BEGIN Data for the task

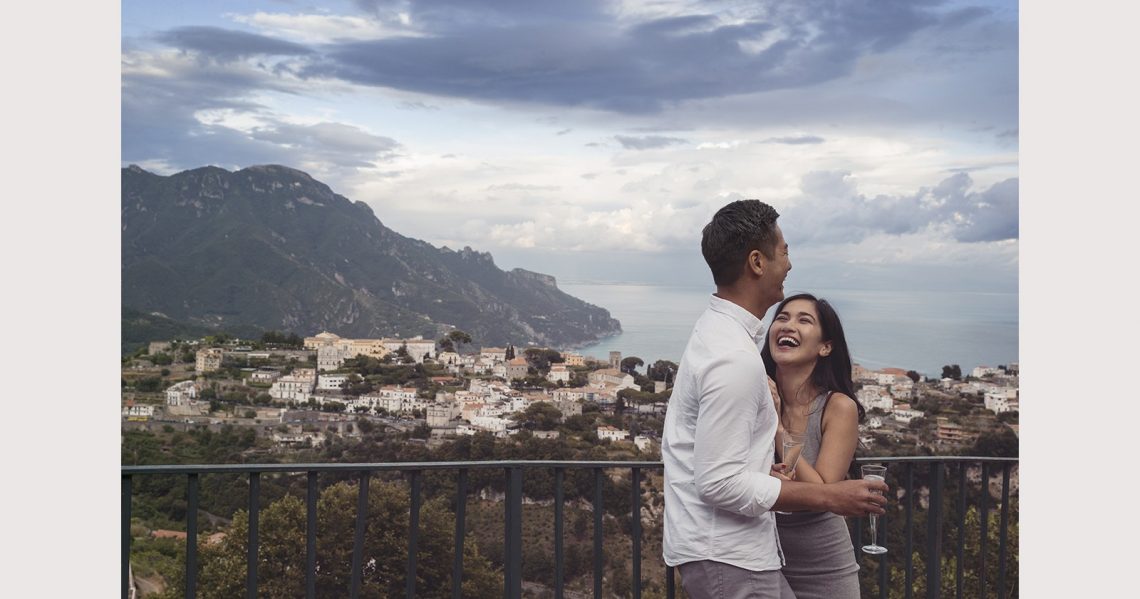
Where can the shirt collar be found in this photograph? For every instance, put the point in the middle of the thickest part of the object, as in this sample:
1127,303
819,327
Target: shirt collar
754,325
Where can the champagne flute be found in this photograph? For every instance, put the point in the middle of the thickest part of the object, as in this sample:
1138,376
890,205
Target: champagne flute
791,446
874,472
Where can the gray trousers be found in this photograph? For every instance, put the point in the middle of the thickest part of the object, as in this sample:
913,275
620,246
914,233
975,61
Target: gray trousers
714,580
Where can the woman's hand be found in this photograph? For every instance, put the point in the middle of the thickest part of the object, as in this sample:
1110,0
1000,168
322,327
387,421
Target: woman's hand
778,471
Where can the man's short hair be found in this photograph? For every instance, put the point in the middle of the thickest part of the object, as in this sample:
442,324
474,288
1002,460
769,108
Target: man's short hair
734,232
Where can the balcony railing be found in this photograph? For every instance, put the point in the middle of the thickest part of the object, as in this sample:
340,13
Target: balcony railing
933,469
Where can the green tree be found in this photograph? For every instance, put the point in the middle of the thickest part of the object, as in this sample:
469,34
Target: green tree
281,553
458,338
629,364
542,415
446,345
998,443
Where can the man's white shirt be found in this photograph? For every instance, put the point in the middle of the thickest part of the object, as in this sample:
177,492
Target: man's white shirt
717,446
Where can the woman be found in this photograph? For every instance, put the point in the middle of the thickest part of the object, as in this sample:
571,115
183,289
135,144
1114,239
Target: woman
806,355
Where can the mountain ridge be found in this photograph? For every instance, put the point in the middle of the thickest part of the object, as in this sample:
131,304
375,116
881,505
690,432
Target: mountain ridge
270,247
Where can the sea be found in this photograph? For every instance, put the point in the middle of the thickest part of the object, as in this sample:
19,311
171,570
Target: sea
911,330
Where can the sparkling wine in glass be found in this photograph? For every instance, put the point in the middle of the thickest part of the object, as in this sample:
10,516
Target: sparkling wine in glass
790,447
874,472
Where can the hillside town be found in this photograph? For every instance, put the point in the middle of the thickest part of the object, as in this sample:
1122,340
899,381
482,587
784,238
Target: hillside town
300,394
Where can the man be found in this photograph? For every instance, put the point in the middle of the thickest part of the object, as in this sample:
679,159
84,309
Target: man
719,429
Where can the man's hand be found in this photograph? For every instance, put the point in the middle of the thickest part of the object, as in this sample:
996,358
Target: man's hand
775,394
856,498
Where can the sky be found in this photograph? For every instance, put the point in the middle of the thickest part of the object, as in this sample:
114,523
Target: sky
594,139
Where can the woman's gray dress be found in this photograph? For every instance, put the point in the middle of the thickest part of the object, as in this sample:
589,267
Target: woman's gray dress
816,545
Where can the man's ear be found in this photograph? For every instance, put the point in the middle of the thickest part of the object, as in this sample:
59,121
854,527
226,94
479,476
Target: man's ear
756,262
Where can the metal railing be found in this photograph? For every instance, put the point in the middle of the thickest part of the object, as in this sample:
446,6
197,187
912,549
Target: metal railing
935,472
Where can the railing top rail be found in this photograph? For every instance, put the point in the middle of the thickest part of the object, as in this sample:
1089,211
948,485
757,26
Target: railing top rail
186,469
937,459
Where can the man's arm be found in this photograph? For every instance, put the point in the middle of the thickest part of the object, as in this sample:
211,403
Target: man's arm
845,498
730,398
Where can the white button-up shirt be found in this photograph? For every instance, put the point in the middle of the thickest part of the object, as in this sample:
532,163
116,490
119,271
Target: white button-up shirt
717,446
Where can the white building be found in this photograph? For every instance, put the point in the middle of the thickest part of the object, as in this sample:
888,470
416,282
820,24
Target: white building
516,369
138,411
332,382
612,434
265,375
494,354
985,371
181,393
905,414
999,402
208,359
293,388
449,358
417,347
441,414
330,357
559,372
491,423
872,396
643,443
611,377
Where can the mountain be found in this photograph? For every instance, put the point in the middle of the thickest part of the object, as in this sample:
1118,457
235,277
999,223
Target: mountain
271,248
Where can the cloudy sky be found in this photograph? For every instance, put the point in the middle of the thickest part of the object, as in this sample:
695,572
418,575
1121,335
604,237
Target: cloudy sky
593,139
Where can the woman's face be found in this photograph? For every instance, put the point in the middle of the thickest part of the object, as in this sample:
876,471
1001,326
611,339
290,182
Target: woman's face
796,336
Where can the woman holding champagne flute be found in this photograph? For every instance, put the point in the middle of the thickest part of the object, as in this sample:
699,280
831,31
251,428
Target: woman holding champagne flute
806,355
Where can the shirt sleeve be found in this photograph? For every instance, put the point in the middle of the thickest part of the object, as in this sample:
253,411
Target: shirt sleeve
729,405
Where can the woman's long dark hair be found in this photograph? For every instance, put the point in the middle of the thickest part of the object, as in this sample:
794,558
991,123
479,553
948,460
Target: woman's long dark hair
832,372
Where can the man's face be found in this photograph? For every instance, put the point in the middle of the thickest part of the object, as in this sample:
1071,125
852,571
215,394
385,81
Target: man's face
775,272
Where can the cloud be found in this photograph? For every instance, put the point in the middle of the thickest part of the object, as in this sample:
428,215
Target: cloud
795,140
335,143
416,106
629,62
521,187
832,211
648,142
184,114
228,45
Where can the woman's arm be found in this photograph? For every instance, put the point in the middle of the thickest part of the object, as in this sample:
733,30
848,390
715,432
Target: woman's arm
840,436
837,448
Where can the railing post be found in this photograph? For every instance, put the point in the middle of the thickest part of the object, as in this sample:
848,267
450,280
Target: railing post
461,511
310,536
559,524
192,535
597,533
251,549
910,531
413,533
984,510
934,534
512,589
635,502
961,527
1004,529
124,542
358,537
884,566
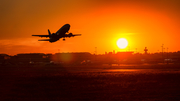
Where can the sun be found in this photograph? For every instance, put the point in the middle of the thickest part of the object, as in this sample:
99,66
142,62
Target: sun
122,43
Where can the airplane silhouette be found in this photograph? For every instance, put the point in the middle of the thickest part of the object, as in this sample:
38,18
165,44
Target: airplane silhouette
61,33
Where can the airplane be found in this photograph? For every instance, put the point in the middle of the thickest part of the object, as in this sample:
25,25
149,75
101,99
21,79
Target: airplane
61,33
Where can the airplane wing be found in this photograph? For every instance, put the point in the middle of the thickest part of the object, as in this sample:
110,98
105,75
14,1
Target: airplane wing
42,35
44,40
71,35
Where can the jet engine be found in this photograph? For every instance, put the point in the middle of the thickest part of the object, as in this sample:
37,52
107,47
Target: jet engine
70,35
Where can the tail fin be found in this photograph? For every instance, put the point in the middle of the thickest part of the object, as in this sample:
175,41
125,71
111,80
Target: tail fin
49,32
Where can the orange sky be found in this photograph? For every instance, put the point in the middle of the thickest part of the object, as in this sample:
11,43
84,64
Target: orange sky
144,23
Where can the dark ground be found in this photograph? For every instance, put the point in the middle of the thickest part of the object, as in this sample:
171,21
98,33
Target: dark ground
34,83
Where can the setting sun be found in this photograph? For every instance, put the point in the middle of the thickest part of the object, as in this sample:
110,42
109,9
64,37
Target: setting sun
122,43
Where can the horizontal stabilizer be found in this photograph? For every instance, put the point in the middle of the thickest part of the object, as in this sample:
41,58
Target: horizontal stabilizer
44,40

END Data for the task

About this task »
What you give back should match the entries above exactly, except that pictures are dropped.

Response box »
Where can the shirt collar be found in this photograph? For every instance, put the point in the middle of the thickest part of the object, as in this sample:
1127,303
819,327
Target: shirt collar
754,325
Where can the champagne flute be found in this photograph? For every instance, put the point in the middle of the thickest part of the object, as in this sample:
1138,376
890,205
Target: champagne flute
791,446
874,472
Where can the gray trousers be found in this photograph? For every instance, put the point in the middle of the thickest part of the object, as in this sample:
913,275
620,246
914,233
975,61
Target: gray trousers
714,580
Where can the woman's hand be found in this photograph? For every instance, put the point in the middle of the thickest part of the object, as in this sample:
1110,0
1000,168
322,327
387,421
Target: woman's hand
778,471
Where can the man's short hair be found in this photograph? For every instance, put the point in the middle of the thickest part of the object, as in this sample:
442,324
474,288
1002,460
769,108
Target: man's short hair
734,232
Where can the balcony railing be found in this photograph? For every instance, put the point in the middle of the thickest part of the object, as in this sample:
340,13
Target: balcony railing
933,469
Where can the green tree be found in this photograph? For every instance, put the point in the middle of the thickest part of the object, as in this sample:
469,34
Target: green tree
281,553
458,338
629,364
542,415
446,345
998,443
Where can the man's white shirt be found in this photograph? For every instance, put the point in the middle of the thickest part of the object, as in this sample:
177,492
Target: man's white shirt
717,446
Where can the woman be found in this photograph? For every instance, put the point in the middle of the thickest part of the object, as in this sample:
571,115
183,289
135,144
1114,239
Target: woman
806,355
Where can the mountain ridge be found in this photograph? For every instance, put the point in the middle of the thickest part of the object, as in this sample:
131,304
375,116
881,505
690,432
Target: mountain ridge
270,247
Where can the sea be found in this photograph? For every instance, put the point in the middle of the thickest part of the object, as in this sample:
19,311
171,570
Target: sea
911,330
Where can the sparkling wine in glass be found in this photograph? For every instance, put the point in the middle of the thickest part of the object, as in this sample:
10,516
Target: sparkling wine in glass
790,447
874,472
Where can the hillside town be found in this photograph? For every instance, put the point in the middle of the thickest part of the object, as in this sample:
1122,340
899,381
482,587
784,238
Target: hillside town
300,394
Where can the man be found in this photograph? For every instance, put the point in the middle of the thickest part of the object, as in this sample:
679,159
84,309
Target: man
719,429
Where can the man's hand be found in this photograph? For every instance, put the point in the middle of the thickest part of the object, as in this sample:
996,358
Target: man's hand
775,394
856,498
Where can the sky be found in this photograph? For every instance, put the point in the middle of the thickest part of the object, as in this sample:
114,523
Target: sky
594,139
Where can the woman's gray dress be found in this photograph? For every instance, put the point in the middle of the thickest part of the object, as in this sample:
589,267
Target: woman's gray dress
816,545
Where can the man's ear be found in this photograph? For every instance, put the point in the middle of the thickest part of the object, as in this sample:
59,121
854,527
226,94
479,476
Target: man's ear
756,262
Where can the metal railing be found in this photograph? For every instance, put the point in the middle of the thickest part of the object, as in this sample:
446,6
197,187
912,549
Target: metal railing
935,472
Where can the railing top rail be found in this photograph? For every instance, put the point in the middle of the thickest part of the object, as in this sample:
1089,211
948,485
757,26
Target: railing top rail
186,469
937,459
Where can the man's arm be found in this photograph? For every instance, put the point in the middle of the thickest part of the object, as in this sample:
211,403
Target: man's arm
845,498
730,398
Where can the white button-up shirt be found in this photograph? For every instance, put the point in the middle of the thickest part of the object, as in this sample:
532,163
116,490
119,271
Target: white button-up shirt
717,446
Where can the white building be found in this photograph? For every instance, put the point in the middle of the thickest part of the object, as in this sample:
888,470
416,282
820,24
Target: white building
516,369
138,411
332,382
612,434
265,375
494,354
985,371
181,393
905,414
999,402
208,359
293,388
449,358
417,347
441,414
330,357
559,372
491,423
872,396
643,443
611,377
Where can the mountain be found in this photograph? For every instance, put the point in the middle of the thickest part of the object, as in this sample:
1118,457
235,277
999,223
Target: mountain
271,248
Where can the cloudy sky be found in this photograph? For every instance, put the point in the middle of the thickest part of the object, as in this sample:
695,572
418,575
1121,335
604,237
Target: cloudy sky
593,139
Where can the woman's face be found in this photograph? For every instance, put the point in the middle of the thickest part of the object, as in this sample:
876,471
1001,326
611,339
290,182
Target: woman's face
796,336
Where can the woman holding champagne flute be found in this photograph? For every instance, put the point in the middle of the thickest part of the object, as in this sample:
699,280
831,31
251,428
Target: woman holding champagne flute
806,355
Where can the shirt sleeve be found in this photograph? For every instance, put the point in the middle of the thickest part of the object, as in this sample:
253,411
Target: shirt sleeve
729,405
Where can the woman's long dark hair be found in this photograph? For every instance, put the point in the middle of the thickest part of the object, as in this sample:
794,558
991,123
479,553
948,460
Target: woman's long dark hair
832,372
Where can the man's face be found in this photograph? For every instance, put the point in the middle of the thickest part of the object, as in this sample:
1071,125
852,571
215,394
385,81
Target: man's face
775,272
Where can the cloud be found in this photograph? For every instance, put the point in the middle of the thickest part of the object, as in this sample:
428,215
Target: cloud
795,140
335,143
416,106
629,62
521,187
832,211
648,142
184,114
228,45
Where can the woman's arm be found in this photograph? For every instance, put the point in the middle of the thickest part of the object, as in this sample:
733,30
848,390
715,432
Target: woman's arm
840,436
837,448
Where can the railing post be found in this photograph? For every instance, put the point in the middle of the thickest part of the object, as in this sample:
848,267
450,280
Target: railing post
461,511
310,536
559,524
192,535
597,533
251,549
910,531
413,533
984,510
934,534
512,589
635,502
961,527
1004,529
124,542
358,537
884,566
Where can the sun be found in this photograph? For every instance, put the point in the middle of the thickest part of the object, as in this sample:
99,66
142,62
Target: sun
122,43
Where can the airplane silhouette be found in this photograph? For every instance, put the point in the middle of the thickest part of the object, as in this sample:
38,18
165,44
Target: airplane silhouette
61,33
Where can the airplane be found in this photograph? For every instance, put the point in the middle of the thickest part of the object, as in this sample:
25,25
149,75
101,99
21,79
Target: airplane
61,33
Where can the airplane wing be found in this photograph? For every instance, put the point in the middle of the thickest part of the object, as in this sample:
110,98
105,75
14,1
Target: airplane wing
42,35
44,40
71,35
Where can the jet engine be found in this photograph? For every instance, put the point in the middle of the thickest part of the object, as in this sample:
37,52
107,47
Target: jet engine
70,35
Where can the tail fin be found in this photograph? For every instance, put the point in the middle of the thickest part of the object, as in this sample:
175,41
125,71
111,80
Target: tail fin
49,32
Where can the orange sky be found in this photograph? For every instance, put the point in the middle of the thickest part of the object, as in this sample:
11,43
84,64
Target: orange sky
144,23
Where can the dark ground be found in this photograph? For every instance, put the point in the middle of the thickest part of the object, as in this sample:
171,21
98,33
Target: dark ground
34,83
Where can the setting sun be found in this photograph? For every instance, put the point in the middle of the thickest part of the object, as in this sample:
110,42
109,9
64,37
Target: setting sun
122,43
Where can the horizontal stabilizer be found in this photograph? For every instance, put the point in the middle of the thickest part of the object, as in this sample:
41,58
Target: horizontal stabilizer
44,40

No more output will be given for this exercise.